§ **What the task requires**
Even if a line seems odd, print it as it is, and include every record.

----- Source material

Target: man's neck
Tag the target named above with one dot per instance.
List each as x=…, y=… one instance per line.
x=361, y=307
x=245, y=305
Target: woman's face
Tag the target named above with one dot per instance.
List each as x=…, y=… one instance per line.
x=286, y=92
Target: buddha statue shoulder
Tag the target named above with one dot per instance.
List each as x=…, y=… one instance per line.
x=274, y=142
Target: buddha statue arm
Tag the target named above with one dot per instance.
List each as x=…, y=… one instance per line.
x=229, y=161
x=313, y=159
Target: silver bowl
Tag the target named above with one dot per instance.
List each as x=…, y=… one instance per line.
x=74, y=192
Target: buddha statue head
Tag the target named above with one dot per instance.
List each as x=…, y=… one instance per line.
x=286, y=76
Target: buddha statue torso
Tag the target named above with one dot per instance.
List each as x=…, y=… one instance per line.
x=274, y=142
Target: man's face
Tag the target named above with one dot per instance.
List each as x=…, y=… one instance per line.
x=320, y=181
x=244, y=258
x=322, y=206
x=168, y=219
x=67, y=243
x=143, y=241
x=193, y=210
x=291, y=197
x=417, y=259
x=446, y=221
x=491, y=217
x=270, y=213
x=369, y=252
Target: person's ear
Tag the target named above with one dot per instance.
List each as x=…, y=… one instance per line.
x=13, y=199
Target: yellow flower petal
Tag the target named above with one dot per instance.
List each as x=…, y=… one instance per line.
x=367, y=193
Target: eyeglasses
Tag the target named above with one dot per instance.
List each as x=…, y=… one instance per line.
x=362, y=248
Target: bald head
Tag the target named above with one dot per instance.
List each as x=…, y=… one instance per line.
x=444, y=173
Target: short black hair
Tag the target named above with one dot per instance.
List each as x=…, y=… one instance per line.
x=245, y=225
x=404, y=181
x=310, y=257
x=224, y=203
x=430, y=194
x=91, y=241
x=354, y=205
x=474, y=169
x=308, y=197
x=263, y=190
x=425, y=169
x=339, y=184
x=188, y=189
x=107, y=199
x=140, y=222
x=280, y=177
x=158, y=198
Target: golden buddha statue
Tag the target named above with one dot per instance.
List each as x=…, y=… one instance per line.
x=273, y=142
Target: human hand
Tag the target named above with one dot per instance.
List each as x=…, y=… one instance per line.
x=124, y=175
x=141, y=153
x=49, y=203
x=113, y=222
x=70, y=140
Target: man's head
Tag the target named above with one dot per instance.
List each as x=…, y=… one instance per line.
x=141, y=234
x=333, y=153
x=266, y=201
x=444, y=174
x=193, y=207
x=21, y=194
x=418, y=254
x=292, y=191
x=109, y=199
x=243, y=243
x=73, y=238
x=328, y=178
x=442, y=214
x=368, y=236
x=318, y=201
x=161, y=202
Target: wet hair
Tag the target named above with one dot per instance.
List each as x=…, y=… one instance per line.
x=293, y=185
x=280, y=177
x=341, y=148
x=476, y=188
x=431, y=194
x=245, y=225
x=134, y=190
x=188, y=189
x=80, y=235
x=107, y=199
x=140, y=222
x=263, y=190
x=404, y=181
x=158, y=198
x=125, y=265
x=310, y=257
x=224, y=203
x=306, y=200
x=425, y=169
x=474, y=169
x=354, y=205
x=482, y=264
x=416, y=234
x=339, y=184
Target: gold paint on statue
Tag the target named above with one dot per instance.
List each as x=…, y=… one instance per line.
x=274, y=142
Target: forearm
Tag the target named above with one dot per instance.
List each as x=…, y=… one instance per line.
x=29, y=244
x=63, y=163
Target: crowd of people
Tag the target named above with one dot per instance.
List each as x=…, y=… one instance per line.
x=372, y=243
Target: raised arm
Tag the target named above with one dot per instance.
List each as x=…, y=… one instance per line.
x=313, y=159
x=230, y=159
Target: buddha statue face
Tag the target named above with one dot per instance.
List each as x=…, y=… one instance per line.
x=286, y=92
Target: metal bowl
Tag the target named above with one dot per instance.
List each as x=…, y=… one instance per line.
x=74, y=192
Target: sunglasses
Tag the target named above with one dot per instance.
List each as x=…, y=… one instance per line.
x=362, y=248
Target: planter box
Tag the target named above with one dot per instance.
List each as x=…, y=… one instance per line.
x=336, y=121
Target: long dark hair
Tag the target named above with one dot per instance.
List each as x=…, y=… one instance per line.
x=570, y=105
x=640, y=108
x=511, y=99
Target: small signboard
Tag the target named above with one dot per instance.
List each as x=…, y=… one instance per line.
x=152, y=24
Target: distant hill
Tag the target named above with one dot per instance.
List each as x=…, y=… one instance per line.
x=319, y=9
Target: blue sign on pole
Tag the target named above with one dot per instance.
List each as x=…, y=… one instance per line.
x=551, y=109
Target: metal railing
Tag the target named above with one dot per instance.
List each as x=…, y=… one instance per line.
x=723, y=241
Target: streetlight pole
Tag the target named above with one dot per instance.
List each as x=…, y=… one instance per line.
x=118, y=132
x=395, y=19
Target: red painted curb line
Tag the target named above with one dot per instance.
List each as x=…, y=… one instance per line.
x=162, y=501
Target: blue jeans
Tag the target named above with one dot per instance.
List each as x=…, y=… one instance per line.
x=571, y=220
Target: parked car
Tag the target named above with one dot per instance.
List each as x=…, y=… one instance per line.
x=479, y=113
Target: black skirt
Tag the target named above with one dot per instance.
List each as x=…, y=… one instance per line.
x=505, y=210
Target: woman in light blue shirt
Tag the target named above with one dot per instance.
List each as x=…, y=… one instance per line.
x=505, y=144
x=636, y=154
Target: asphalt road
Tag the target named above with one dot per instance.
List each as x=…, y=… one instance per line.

----------

§ **Your solution**
Target: man's neck
Tag the target named above with one dot per instance.
List each as x=…, y=… one instance per line.
x=361, y=307
x=245, y=305
Target: woman's face
Tag the target named above with one dot per instance.
List each as x=…, y=… one instance per line.
x=286, y=92
Target: buddha statue shoulder
Tag the target named above with one dot per instance.
List each as x=…, y=… one instance per line.
x=274, y=142
Target: buddha statue arm
Tag the target named above with one dot per instance.
List each as x=…, y=… one instance per line.
x=229, y=161
x=313, y=159
Target: silver bowl
Tag the target named above with one dot per instance.
List each as x=…, y=… one instance per line.
x=74, y=192
Target: buddha statue head
Tag the target named above with one dot per instance.
List each as x=…, y=… one instance per line.
x=286, y=76
Target: buddha statue torso
Tag the target named above with one dot per instance.
List each as x=…, y=… one instance per line.
x=274, y=142
Target: man's face
Tag the target named above with one dot per instance.
List each as x=…, y=… one instance per line.
x=320, y=181
x=244, y=258
x=322, y=206
x=168, y=219
x=67, y=243
x=143, y=241
x=193, y=210
x=291, y=197
x=417, y=259
x=446, y=221
x=491, y=217
x=270, y=213
x=369, y=252
Target: person's ear
Tag the target named above with one dot per instance.
List each as x=…, y=… one instance per line.
x=13, y=199
Target: yellow flower petal
Tag the target named above with one dot per instance.
List each as x=…, y=… one instance per line.
x=367, y=193
Target: eyeglasses
Tag the target named above with one dot per instance.
List each as x=…, y=… one instance per line.
x=362, y=248
Target: bald head
Tag the target named above with one dot per instance.
List each as x=…, y=… one instance per line.
x=444, y=173
Target: short black hair
Tag the target named above with one dot per instance.
List each as x=…, y=… one instance per line.
x=245, y=225
x=404, y=181
x=310, y=257
x=224, y=203
x=430, y=194
x=91, y=241
x=354, y=205
x=474, y=169
x=308, y=197
x=263, y=190
x=425, y=169
x=339, y=184
x=188, y=189
x=107, y=199
x=140, y=222
x=280, y=177
x=158, y=198
Target: golden buddha statue
Tag the target named above with one dot per instance.
List each as x=…, y=… one instance per line.
x=273, y=142
Target: human hand
Tag the target named above with one dot per instance.
List each as x=…, y=… one instance per line.
x=124, y=175
x=141, y=153
x=49, y=203
x=113, y=222
x=70, y=140
Target: man's head
Tag the target named above with one dot per instance.
List each as x=…, y=… one instance per line.
x=141, y=234
x=333, y=153
x=266, y=201
x=444, y=174
x=193, y=207
x=21, y=194
x=418, y=254
x=292, y=191
x=109, y=199
x=243, y=243
x=73, y=238
x=328, y=178
x=442, y=214
x=368, y=236
x=318, y=201
x=161, y=202
Target: wet hair
Tag the target named above with one dot per instance.
List each as x=…, y=… one instance per line.
x=293, y=185
x=280, y=177
x=341, y=148
x=476, y=188
x=431, y=194
x=245, y=225
x=134, y=190
x=188, y=189
x=80, y=235
x=107, y=199
x=140, y=222
x=263, y=190
x=404, y=181
x=158, y=198
x=125, y=265
x=310, y=257
x=224, y=203
x=306, y=200
x=425, y=169
x=474, y=169
x=354, y=205
x=482, y=264
x=416, y=234
x=339, y=184
Target: gold paint on statue
Tag the target named above with one dot per instance.
List each as x=…, y=… one instance per line.
x=274, y=142
Target: forearm
Tag the target named above with one dot per instance.
List each as x=…, y=… one instance per line.
x=29, y=244
x=63, y=163
Target: crowd of people
Tag the target named above with one dot per instance.
List each as x=…, y=… one instance per line.
x=372, y=243
Target: raised arm
Tag the target named above with one dot per instance.
List each as x=…, y=… one instance per line.
x=313, y=159
x=230, y=159
Target: buddha statue face
Tag the target named above with one dot per instance.
List each as x=…, y=… one instance per line.
x=286, y=92
Target: metal bowl
Tag the target named above with one dot per instance.
List each as x=…, y=… one instance per line.
x=74, y=192
Target: sunglasses
Tag the target named above with one dot per instance.
List each as x=…, y=… one instance per line.
x=362, y=248
Target: planter box
Tag the target named above with one dot per instance.
List each as x=…, y=… one instance per line.
x=336, y=121
Target: long dark hair
Tag the target named above with one dot per instance.
List each as x=…, y=… one instance per line.
x=570, y=105
x=640, y=108
x=511, y=99
Target: small signboard
Tag the target named above with one dot per instance.
List each as x=…, y=… one instance per line.
x=152, y=24
Target: distant hill
Tag the target named above with one dot per instance.
List each as x=…, y=… one instance per line.
x=319, y=9
Target: blue sign on pole
Tag the target named above with one dot per instance.
List each as x=…, y=… one instance per line.
x=551, y=109
Target: metal railing
Tag the target named above with one dot per instance.
List each as x=…, y=… one instance per line.
x=723, y=241
Target: streetlight pole
Tag the target named above with one dot per instance.
List each as x=…, y=… one instance per line.
x=118, y=132
x=395, y=19
Target: red painted curb line
Tag the target named above with one dot per instance.
List each as x=…, y=… one instance per line.
x=162, y=501
Target: blue jeans
Tag the target named above with one dot per instance.
List each as x=…, y=… one instance per line.
x=571, y=220
Target: parked car
Tag the target named above with one dot per instance.
List each as x=…, y=… one instance per line.
x=479, y=113
Target: black skirt
Tag the target named above with one dot per instance.
List each as x=…, y=… one instance per line.
x=505, y=210
Target: woman in light blue shirt
Tag the target named above with one dot per instance.
List each as x=…, y=… one instance per line.
x=505, y=144
x=636, y=154
Target: asphalt road
Tag the target named above with one dot per instance.
List each as x=…, y=… one instance per line.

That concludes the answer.